### Consignes:
a) Répondez à ces questions sur le passage consacré à M. Hulot et aux trois joyaux :
(i) Qu'est-ce que M. Hulot a déploré à propos de lui-même ?
(ii) Quels sont les trois joyaux nommés ?
(iii) Au centre de quoi cherche-t-on à placer ces trois joyaux ?
b) Pouvez-vous poursuivre le passage consacré à M. Hulot et aux trois joyaux après sa dernière phrase ?

### Source:
══════

Cette vision implique une transformation totale non seulement du gouvernement mais aussi de la société, et M. Hulot a été amené à faire le triste constat que le gouvernement, comme la société, n’y est pas prêt. Il a souligné la façon dont tout le monde s’accommode de petits pas, de compromis et d’une baisse de la vision de ce qui est possible, et il a déploré le fait qu’il se voyait lui-même succomber à cette paresse.
Tout cela nous est familier, n’est-ce pas ? Nous qui cherchons à mettre les trois joyaux, le Bouddha, le Dharma et la Sangha, au centre du mandala de notre vie, comme valeurs souveraines et déterminantes, avec le but de faire en sorte que toute notre vie soit une expression de notre prise de refuge dans cette valeur, une expression de notre détermination à atteindre l’éveil pour le bien de tous les êtres. Mais combien de fois nous trouvons-nous dans l’arbitrage et le compromis, cherchant à accommoder dans une même vie des valeurs qui ne sont pas toujours compatibles ? Combien nous contentons-nous des petits pas qui ne mettent pas trop en danger nos désirs et nos habitudes chéris ? Et nous, sommes-nous prêts à mettre en œuvre la transformation complète qui est nécessaire si nous voulons mettre fin à notre souffrance et à celle des autres ?

══════

(Données extraites d'une collection)
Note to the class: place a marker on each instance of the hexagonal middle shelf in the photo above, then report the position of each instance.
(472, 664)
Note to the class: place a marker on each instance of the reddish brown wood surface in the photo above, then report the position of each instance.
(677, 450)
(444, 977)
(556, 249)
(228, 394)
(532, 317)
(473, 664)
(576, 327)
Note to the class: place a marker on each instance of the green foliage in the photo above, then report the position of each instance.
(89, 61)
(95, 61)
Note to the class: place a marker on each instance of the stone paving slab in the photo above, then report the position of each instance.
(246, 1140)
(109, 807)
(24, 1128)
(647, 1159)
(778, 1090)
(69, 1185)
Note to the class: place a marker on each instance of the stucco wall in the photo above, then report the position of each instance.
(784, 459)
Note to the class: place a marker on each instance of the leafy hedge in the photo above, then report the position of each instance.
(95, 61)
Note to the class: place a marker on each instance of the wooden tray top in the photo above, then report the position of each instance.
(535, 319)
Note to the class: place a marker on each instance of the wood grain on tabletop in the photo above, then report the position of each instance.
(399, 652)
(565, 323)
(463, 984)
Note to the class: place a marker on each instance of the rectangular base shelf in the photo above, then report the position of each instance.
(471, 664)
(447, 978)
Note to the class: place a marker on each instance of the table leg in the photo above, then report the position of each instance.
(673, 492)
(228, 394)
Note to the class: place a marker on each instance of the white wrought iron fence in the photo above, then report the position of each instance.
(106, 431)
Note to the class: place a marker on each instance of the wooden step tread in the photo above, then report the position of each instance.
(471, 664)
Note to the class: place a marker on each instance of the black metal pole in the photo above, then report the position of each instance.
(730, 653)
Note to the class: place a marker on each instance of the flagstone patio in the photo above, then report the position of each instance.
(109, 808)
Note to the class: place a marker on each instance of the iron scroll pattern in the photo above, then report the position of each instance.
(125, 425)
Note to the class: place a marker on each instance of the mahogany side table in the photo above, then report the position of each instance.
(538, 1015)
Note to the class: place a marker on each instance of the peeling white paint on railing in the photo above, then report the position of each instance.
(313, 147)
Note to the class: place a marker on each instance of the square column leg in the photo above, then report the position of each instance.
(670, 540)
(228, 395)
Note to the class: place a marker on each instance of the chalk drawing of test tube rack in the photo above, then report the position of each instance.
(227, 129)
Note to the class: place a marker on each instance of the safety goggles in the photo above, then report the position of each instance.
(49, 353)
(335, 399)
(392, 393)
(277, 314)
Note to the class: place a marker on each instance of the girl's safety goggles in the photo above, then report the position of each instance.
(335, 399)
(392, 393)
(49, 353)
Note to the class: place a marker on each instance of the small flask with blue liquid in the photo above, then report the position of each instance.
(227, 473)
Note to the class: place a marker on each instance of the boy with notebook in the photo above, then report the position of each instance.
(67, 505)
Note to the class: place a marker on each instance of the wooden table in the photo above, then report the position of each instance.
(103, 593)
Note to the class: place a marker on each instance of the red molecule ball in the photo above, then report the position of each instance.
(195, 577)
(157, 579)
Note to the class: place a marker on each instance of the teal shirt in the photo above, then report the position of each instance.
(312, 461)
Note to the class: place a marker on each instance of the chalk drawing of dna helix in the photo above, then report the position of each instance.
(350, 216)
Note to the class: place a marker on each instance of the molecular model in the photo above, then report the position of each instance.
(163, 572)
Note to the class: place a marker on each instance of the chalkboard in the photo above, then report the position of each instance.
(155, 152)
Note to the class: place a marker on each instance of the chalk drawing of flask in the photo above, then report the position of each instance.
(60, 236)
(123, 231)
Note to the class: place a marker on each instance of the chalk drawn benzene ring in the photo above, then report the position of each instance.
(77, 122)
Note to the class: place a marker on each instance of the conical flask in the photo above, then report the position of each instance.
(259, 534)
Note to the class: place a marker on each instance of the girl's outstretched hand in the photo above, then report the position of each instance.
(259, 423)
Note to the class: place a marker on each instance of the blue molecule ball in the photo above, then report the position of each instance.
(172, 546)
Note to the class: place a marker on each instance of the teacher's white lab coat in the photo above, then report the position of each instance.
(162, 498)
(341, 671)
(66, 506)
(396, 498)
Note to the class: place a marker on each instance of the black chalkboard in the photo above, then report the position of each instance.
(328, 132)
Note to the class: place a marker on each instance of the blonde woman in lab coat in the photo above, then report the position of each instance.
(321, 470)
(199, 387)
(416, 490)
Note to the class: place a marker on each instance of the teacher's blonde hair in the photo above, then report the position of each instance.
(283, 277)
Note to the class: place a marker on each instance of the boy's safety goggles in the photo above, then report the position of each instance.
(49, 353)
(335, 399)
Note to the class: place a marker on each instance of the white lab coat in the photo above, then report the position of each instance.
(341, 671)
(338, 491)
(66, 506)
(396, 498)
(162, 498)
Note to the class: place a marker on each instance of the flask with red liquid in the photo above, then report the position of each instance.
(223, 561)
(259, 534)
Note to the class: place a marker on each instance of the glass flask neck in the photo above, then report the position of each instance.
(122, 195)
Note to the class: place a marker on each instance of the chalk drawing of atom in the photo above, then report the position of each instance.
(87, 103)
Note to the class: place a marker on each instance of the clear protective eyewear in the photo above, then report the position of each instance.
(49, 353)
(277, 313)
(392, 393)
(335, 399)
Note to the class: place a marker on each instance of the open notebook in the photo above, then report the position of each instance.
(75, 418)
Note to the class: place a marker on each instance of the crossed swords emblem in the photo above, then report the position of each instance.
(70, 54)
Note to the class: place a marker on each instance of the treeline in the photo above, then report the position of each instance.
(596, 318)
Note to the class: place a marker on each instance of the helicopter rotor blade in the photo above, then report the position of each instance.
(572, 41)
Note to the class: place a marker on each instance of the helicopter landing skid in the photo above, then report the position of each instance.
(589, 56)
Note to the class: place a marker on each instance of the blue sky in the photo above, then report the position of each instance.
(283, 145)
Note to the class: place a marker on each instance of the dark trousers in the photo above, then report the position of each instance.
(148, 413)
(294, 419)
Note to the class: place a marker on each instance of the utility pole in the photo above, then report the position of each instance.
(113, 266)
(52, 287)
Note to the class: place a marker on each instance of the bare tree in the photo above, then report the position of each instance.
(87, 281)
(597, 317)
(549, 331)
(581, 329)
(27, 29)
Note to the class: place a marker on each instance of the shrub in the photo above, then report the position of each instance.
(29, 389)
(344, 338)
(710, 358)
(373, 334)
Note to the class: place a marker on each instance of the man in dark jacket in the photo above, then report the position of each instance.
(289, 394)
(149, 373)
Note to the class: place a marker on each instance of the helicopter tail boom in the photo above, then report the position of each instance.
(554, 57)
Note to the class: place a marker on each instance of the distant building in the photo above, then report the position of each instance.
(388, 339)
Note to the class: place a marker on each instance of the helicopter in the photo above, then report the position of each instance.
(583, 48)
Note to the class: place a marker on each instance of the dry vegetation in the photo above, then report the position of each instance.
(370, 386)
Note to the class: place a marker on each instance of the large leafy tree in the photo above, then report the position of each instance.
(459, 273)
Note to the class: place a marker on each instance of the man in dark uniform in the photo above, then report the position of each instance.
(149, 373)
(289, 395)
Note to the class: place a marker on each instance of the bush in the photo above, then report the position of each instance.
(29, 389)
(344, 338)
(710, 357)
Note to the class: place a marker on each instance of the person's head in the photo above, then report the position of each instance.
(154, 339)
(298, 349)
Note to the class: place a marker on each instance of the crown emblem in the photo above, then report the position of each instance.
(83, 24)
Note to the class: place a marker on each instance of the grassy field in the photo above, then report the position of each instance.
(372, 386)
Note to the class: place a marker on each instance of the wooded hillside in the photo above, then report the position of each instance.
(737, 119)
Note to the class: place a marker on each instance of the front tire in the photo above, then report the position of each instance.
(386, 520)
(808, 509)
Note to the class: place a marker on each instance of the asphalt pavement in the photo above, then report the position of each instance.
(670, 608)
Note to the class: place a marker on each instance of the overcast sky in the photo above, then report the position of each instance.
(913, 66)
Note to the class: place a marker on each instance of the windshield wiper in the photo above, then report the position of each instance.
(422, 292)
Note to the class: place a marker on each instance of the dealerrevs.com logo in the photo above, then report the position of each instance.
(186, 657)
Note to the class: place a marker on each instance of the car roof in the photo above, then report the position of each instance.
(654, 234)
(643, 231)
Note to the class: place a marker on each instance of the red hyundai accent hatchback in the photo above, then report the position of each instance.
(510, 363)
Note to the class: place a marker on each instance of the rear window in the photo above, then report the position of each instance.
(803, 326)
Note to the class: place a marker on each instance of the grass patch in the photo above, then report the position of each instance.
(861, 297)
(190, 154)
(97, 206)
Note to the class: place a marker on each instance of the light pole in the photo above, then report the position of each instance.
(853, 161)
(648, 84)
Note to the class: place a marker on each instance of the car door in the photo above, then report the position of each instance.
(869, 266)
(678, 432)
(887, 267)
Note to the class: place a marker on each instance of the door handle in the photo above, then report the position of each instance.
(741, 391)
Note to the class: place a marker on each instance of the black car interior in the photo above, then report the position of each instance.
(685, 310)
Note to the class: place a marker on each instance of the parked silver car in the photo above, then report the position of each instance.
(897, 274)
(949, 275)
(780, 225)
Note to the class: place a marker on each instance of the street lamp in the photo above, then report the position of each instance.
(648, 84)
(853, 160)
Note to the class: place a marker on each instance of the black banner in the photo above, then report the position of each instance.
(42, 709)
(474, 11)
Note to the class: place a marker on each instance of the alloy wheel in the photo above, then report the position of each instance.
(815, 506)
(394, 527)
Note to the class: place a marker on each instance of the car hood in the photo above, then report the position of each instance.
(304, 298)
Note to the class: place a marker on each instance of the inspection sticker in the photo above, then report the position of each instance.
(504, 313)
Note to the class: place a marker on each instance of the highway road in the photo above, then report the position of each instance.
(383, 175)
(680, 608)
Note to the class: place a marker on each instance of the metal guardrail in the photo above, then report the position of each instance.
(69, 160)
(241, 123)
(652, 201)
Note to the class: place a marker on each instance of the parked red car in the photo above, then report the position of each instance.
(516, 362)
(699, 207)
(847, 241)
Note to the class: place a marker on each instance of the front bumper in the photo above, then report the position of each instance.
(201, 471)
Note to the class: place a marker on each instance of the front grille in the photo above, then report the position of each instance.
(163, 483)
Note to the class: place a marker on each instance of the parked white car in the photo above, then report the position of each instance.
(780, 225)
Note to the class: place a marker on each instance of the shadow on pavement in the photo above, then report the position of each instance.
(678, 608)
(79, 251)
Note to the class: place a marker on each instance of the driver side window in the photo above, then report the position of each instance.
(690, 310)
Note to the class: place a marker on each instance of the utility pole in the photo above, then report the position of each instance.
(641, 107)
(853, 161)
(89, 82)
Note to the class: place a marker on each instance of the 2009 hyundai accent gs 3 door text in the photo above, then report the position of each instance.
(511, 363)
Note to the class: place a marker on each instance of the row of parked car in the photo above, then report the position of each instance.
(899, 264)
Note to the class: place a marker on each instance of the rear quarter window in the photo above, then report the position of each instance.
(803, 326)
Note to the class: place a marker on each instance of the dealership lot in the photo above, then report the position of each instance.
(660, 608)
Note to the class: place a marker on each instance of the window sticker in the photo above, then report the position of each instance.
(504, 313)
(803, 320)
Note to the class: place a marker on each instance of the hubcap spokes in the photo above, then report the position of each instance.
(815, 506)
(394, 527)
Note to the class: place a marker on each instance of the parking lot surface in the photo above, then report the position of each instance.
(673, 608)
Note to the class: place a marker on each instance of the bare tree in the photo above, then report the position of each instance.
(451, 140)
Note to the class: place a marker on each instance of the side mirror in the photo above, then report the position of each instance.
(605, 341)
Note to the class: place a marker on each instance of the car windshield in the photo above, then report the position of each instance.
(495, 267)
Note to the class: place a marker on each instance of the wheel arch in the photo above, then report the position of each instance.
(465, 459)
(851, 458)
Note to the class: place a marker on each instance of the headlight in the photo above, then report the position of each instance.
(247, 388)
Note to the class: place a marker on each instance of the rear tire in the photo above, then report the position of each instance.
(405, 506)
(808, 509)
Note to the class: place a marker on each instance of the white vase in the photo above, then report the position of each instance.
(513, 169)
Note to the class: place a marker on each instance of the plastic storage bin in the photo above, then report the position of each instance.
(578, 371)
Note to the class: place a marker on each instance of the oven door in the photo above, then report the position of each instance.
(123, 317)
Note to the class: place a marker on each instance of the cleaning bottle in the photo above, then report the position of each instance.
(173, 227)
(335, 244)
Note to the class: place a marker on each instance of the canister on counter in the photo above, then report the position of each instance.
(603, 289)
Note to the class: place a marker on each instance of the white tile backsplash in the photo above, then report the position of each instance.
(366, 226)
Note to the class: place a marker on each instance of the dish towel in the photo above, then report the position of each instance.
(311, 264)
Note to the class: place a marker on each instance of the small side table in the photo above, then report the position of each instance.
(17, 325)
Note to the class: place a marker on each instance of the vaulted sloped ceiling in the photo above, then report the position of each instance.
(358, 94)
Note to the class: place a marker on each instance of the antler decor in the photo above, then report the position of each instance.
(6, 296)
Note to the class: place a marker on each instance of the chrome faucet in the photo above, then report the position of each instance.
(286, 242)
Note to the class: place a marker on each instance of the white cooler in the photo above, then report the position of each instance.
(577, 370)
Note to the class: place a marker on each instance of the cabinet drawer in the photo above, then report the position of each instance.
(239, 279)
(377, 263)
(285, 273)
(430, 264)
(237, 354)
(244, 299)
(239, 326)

══════

### Résultats finaux:
a)
(i) Il a déploré de se voir lui-même succomber à cette paresse.
(ii) Le Bouddha, le Dharma et la Sangha.
(iii) Au centre du mandala de notre vie.

b)
Le Bouddha connaissait bien cette problématique, et il en a parlé au moyen de la parabole de la maison qui brûle, qui se trouve dans le Soutra de lotus. Dans cette histoire, un maître de maison s’inquiète pour ses enfants car la maison dans laquelle ils vivent a pris feu. Il alerte les enfants, il leur montre le feu et il leur explique le danger qu’ils courent. Mais ils sont absorbés par leurs jouets, ignorant les flammes qui s’élèvent autour d’eux et le péril qui les guette. Leur père a beau essayer de leur expliquer le danger et les inciter à sortir ; ils restent absorbés par leurs jeux, aveugles et sourds à toutes ses supplications. Finalement, le maître de maison a recours à une ruse ; il promet aux enfants des jeux encore plus grands, plus beaux et plus intéressants qui sont à chercher en dehors de la maison. Ainsi, il parvient à faire sortir les enfants de leur demeure dangereuse.
Le parallèle avec la situation à laquelle Nicolas Hulot tentait de faire face est frappant. Comme la maison, la planète brûle, littéralement. Et comme les enfants, ses habitants sont obnubilés par leurs jeux ; jeux de pouvoir, d’amassage d’argent et de possessions, jeux de distraction et de plaisir… Tout comme les enfants, ils ignorent, de façon plus ou moins volontaire et obstinée, le danger qu’ils courent. Et ce qui est pire, ils ignorent, de façon aussi volontaire et obstinée, le rôle que leurs jeux jouent dans l’échauffement de la Terre.
L’ignorance, pour le bouddhisme, ne se résume pas au simple fait de ne pas connaître les faits ; cela est pardonnable, et remédiable par des informations. Ce qui nous concerne, en tant que bouddhistes, est l’ignorance voulue, celle que nous perpétuons par avidité et par le refus de renoncer à nos plaisirs. C’est l’ignorance qui nous pousse à nourrir en nous le mensonge de notre indépendance du reste du monde, et la vue fausse que nos actions et nos choix ne concernent que nous-mêmes. Et c’est cette même ignorance qui est maintenue par un gouvernement qui persiste à chercher la croissance dans un monde où les ressources sont limitées et en cours de disparition.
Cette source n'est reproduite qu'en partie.